Records for the task -
________
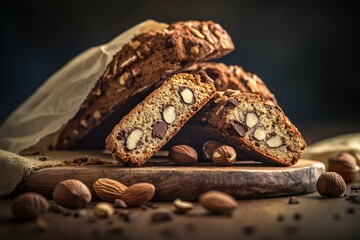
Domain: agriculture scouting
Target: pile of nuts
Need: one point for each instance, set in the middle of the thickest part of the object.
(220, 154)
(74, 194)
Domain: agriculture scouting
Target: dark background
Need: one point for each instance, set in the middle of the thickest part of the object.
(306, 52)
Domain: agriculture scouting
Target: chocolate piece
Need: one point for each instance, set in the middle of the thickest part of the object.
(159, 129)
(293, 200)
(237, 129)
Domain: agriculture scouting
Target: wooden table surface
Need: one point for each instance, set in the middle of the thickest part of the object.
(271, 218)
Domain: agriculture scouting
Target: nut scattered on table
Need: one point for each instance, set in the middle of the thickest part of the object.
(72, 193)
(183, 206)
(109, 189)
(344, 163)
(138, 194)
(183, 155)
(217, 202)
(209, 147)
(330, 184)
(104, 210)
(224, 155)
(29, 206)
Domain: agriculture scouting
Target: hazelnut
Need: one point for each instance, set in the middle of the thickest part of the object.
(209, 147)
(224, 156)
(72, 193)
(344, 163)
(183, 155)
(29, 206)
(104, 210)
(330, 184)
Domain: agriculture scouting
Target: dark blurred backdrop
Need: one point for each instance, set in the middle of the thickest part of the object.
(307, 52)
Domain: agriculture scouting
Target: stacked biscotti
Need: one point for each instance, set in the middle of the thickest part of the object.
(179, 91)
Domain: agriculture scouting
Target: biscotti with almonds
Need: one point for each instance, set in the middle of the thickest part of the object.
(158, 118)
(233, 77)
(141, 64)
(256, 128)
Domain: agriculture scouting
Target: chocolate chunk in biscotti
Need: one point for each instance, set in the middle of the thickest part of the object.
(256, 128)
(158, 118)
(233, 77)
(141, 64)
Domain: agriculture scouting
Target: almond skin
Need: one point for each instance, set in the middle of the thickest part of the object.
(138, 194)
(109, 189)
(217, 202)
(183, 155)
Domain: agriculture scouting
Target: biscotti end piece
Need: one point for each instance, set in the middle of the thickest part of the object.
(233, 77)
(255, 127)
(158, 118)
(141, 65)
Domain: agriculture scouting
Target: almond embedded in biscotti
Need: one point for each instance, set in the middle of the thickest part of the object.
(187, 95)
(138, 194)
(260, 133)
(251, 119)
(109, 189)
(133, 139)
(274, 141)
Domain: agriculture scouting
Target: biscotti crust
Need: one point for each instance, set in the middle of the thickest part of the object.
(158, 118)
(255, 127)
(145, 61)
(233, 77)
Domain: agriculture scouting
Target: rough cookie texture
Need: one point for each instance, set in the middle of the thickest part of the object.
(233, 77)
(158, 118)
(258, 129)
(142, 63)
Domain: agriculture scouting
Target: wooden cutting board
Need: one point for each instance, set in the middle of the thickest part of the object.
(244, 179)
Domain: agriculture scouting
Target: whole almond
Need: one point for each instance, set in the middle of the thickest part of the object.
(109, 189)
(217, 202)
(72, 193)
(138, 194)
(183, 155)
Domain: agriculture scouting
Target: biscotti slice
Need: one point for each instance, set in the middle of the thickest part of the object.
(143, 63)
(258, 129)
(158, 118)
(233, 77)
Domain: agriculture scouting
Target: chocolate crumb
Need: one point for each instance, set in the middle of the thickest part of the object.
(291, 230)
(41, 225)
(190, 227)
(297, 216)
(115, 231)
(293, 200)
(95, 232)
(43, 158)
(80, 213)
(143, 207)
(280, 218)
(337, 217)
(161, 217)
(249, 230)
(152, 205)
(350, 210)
________
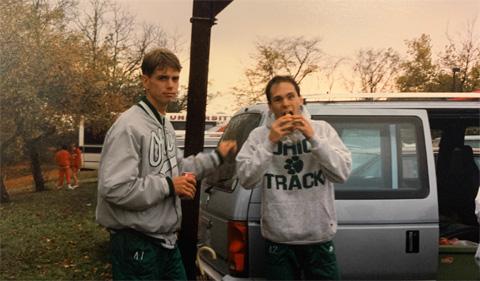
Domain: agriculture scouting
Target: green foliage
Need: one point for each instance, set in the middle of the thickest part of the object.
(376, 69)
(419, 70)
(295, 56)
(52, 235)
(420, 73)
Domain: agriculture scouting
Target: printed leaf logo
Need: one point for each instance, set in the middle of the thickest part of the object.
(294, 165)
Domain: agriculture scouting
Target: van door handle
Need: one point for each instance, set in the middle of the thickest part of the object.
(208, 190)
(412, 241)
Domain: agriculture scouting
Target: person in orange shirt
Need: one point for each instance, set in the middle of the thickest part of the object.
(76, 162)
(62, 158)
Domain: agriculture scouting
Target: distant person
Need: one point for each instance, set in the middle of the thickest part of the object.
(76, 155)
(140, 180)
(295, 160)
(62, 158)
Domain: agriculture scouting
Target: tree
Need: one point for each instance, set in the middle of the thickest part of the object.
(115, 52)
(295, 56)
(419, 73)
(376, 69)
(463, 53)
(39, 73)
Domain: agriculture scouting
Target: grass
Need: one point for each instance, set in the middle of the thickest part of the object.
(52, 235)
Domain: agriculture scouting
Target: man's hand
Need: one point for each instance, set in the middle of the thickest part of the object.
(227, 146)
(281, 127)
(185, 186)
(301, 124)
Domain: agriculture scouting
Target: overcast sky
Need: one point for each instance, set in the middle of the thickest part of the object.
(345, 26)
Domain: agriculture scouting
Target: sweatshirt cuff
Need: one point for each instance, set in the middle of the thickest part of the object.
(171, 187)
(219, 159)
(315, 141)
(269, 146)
________
Task to carry out - Return every line in the records above that contains the word "wooden".

Correct response -
Target: wooden table surface
Target: wooden cutting board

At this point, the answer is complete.